##### Stored records

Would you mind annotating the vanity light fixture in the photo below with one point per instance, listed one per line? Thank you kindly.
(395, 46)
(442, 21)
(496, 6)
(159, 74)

##########

• What you have to do: Recast all of the lines above as a two-column CSV with the headers text and answer, with one row for each entry. Put its wording in text and its answer in answer, each as a single quoted field with line breaks turned into spaces.

• Exercise answer:
text,answer
"Would you mind annotating the vanity light fixture in the photo below with one point per instance, listed one per line? Thank you kindly.","(395, 46) (442, 21) (496, 6) (159, 74)"